Goal of the exercise.
Would you write out the entries below, every one of them, exactly?

Stored data entries
______________________________

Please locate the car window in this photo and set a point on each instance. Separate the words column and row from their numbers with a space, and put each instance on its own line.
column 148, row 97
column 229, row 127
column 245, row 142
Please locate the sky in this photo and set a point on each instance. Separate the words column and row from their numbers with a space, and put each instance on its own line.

______________________________

Result below.
Please locate the car window in this photo and set a point on each instance. Separate the words column and row from their numbers with a space, and put each instance on its own line.
column 148, row 97
column 229, row 127
column 245, row 142
Please locate the sky in this photo and set a point on each instance. Separate the words column and row from their numbers with a space, and put each instance on its own line.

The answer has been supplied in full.